▶ _Excerpted passage_:
▽
Just out of curiosity, why do you believe we should draw the line at Augustinianism/Pelagianism and not at Sola Fide/Sacerdotalism?


----------



## Reformed Covenanter (Apr 17, 2019)

Charles Johnson said:


> Just out of curiosity, why do you believe we should draw the line at Augustinianism/Pelagianism and not at Sola Fide/Sacerdotalism?


I don't think it is easy to draw the line. Hence my original point.


----------



## Dachaser (Apr 17, 2019)

SeanPatrickCornell said:


> I think the issue is just a bit more complicated than that.





SeanPatrickCornell said:


> I think the issue is just a bit more complicated than that.


True, but those held positions would have meant teaching another gospel, so when did Rome officially teach those 2 points?


----------



## Dachaser (Apr 17, 2019)

Filter said:


> “The successor of Peter is the Vicar of Christ: he has been established as a mediator between God and man, below God but beyond man; less than God but more than man; who shall judge all and be judged by no one” - Pope Innocent III (1198-1216)
> 
> “I am caesar; I am emperor.”
> “It is altogether necessary for every human being to be subject to the Roman pontiff”
> ...


The Lord still today saves out His own people from among Apostate Rome, but whenever that Church started to hold to saved by Sacramental salvation proper is when to me went Apostate.


----------



## Charles Johnson (Apr 17, 2019)

Dachaser said:


> The Lord still today saves out His own people from among Apostate Rome, but whenever that Church started to hold to saved by Sacramental salvation proper is when to me went Apostate.


Sacramental salvation and transubstantiation are co-essential, no?


----------



## Dachaser (Apr 19, 2019)

Charles Johnson said:


> Sacramental salvation and transubstantiation are co-essential, no?


Both are heresies of the Church of Rome.


----------
△
▶ _Supplied material_:
▽
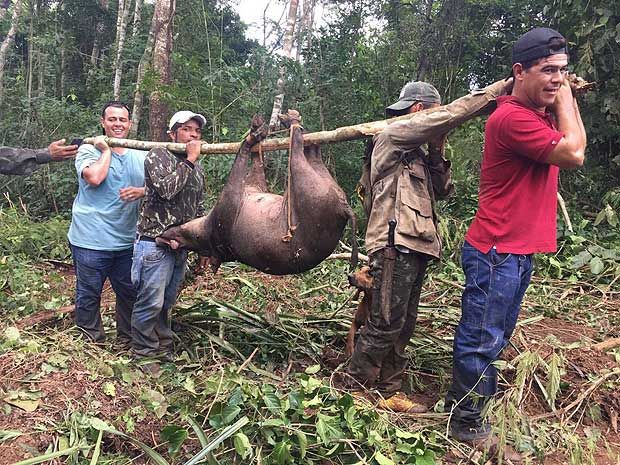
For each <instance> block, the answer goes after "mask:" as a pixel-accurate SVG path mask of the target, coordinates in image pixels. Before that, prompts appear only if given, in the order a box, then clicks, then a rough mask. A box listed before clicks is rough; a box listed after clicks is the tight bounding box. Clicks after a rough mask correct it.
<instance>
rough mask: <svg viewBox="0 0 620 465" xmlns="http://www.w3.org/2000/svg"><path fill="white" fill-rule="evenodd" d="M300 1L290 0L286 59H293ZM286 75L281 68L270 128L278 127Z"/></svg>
mask: <svg viewBox="0 0 620 465" xmlns="http://www.w3.org/2000/svg"><path fill="white" fill-rule="evenodd" d="M297 5H298V0H289V9H288V19H287V21H286V30H285V34H284V44H283V47H282V55H283V56H284V58H285V59H286V58H291V51H292V49H293V39H294V37H295V22H296V20H297ZM285 74H286V66H285V65H282V66H280V77H279V78H278V83H277V92H278V93H277V94H276V96H275V98H274V99H273V109H272V110H271V118H270V119H269V127H271V128H275V127H277V126H278V115H279V114H280V111H281V110H282V101H283V100H284V79H285V77H286V76H285Z"/></svg>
△
Can you copy everything in the forum thread on where to draw the line with Rome, from "True, but those" down to "Innocent III (1198-1216)", word for word?

True, but those held positions would have meant teaching another gospel, so when did Rome officially teach those 2 points?


----------



## Dachaser (Apr 17, 2019)

Filter said:


> “The successor of Peter is the Vicar of Christ: he has been established as a mediator between God and man, below God but beyond man; less than God but more than man; who shall judge all and be judged by no one” - Pope Innocent III (1198-1216)